Текст
При Марии Николаевне всегда был порядок. Она была в курсе всех станционных дел. За Николая Андреевича она волновалась и переживала, когда он болел или у него были неприятности, и дела станции всегда принимала близко к сердцу . Однажды спасала его, когда зимой он вместе с лошадью и санями, не доехав до Пояконды, провалился под лед. Ему удалось выбраться, вытащить лошадь и дойти до Пояконды. Мария Николаевна заставила мужиков спасать лошадь, гоняя ее до пота, а сама спасала Николая Андреевича, отпаивая его чаем и растирая водкой.

 

/Рассказывает с азартом: «Колька прилетел,  ревет ровно жаба широкая» - это не оскорбление, а выражение сочувствия и симпатии. Прим. Т.Бек/.

 

В этой связи вспоминаю, как однажды я приехала из Москвы осенью одна, чтобы взять пробы планктона. Меня никто не встретил, было холодно, Мария Николаевна приболела, потому что накануне копала картошку и очень устала. Она попросила меня сходить в магазин и купить ей водки. Я пришла в ужас от того, что же обо мне подумают поякондские, да и поймет ли меня Николай Андреевич? Я всячески отнекивалась и говорила, что у меня нет денег. Тогда М.Н. стала совать мне 3 рубля, и тут уж деваться было некуда. Прибежала я в магазин. Стоит очередь, в основном женщины. Тихим голосом спрашиваю продавщицу: «Водка есть?». Отвечает: «Есть». Вся очередь смотрит на меня с большим интересом. Спрашиваю опять: «А сколько стоит?». Тут уже интерес очереди ко мне возрос беспредельно. Отвечают: «2 р.87 к.». Умираю со стыда, плачу деньги, беру бутылку и несусь к М.Н. со скоростью света. До сих пор я помню тогдашнюю цену поллитра водки и изумление поякондских жителей моей, мягко сказать, «некомпетентностью».

Поставленная задача 1
Определите, согласуется ли с текстом о Марии Николаевне каждое из утверждений: (a) Мария Николаевна спасала Николая Андреевича, отпаивая его чаем и растирая водкой; (b) приезд из Москвы за пробами планктона пришелся на весну; (c) поллитра водки в магазине стоила 3 рубля. На каждое ответьте «да» или «нет» и приведите решающие слова текста точной цитатой.
Поставленная задача 2
Напишите следующую часть текста о Марии Николаевне, начав сразу после его последнего предложения.

Имеющиеся данные
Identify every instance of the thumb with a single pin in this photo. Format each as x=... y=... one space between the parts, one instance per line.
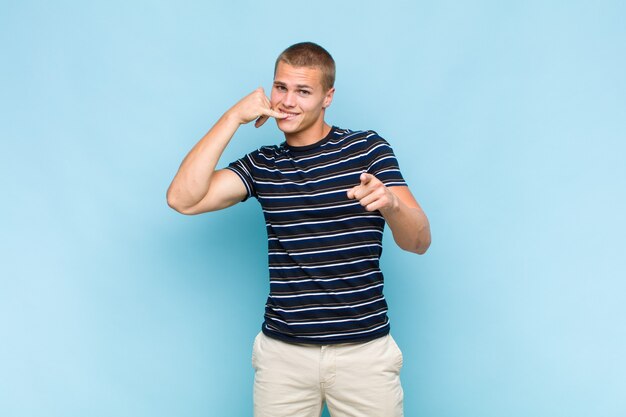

Письменный ответ 1
(a) Да: «а сама спасала Николая Андреевича, отпаивая его чаем и растирая водкой».
(b) Нет: «однажды я приехала из Москвы осенью одна, чтобы взять пробы планктона».
(c) Нет: «Отвечают: «2 р.87 к.»».

Письменный ответ 2
 

 

Когда Мария Николаевна неожиданно умерла в 1971 г., мы словно осиротели, настолько за прошедшие 20 лет сблизились и сроднились с ней. И не только мы. Мария Николаевна была замечательным и очень искренним человеком, никогда не стеснявшимся говорить людям правду в глаза. За свою жизнь она очень многим успела сделать добро. Тем, кто ее знал, понимал и помнит, и сейчас тоскливо проходить мимо ее дома и кладбища, где она похоронена.

 

 

Юрий Михалович Фролов

 

Еще там была такая интересная фигура… Не на самой станции, правда, а в Пояконде. Жила такая бабушка Мария Николаевна, изба которой служила чем-то вроде «постпредства» ББС на Большой земле. Насколько я помню, Мария Николаевна была из ссыльных, они попали на север как «кулаки». Простая крестьянка. Добрая, гостеприимная. У нее в избе можно было остановиться, выпить чайку, а то и заночевать, если приехал из Москвы, а катер с биостанции почему-то не приходит. Или оставить временно свои вещи, если катер и не предвидится, и пойти пешком по просеке. Насколько я знаю, она была оформлена на какую-то ставку и получала за свои услуги небольшую зарплату, да и приезжавшие из Москвы всегда старались ей что-нибудь привезти.

 

/Нужно было слышать ее непередаваемый комментарий, когда ей привезли длиннющий огурец, упакованный в целлофан! Прим. Т. Бек/.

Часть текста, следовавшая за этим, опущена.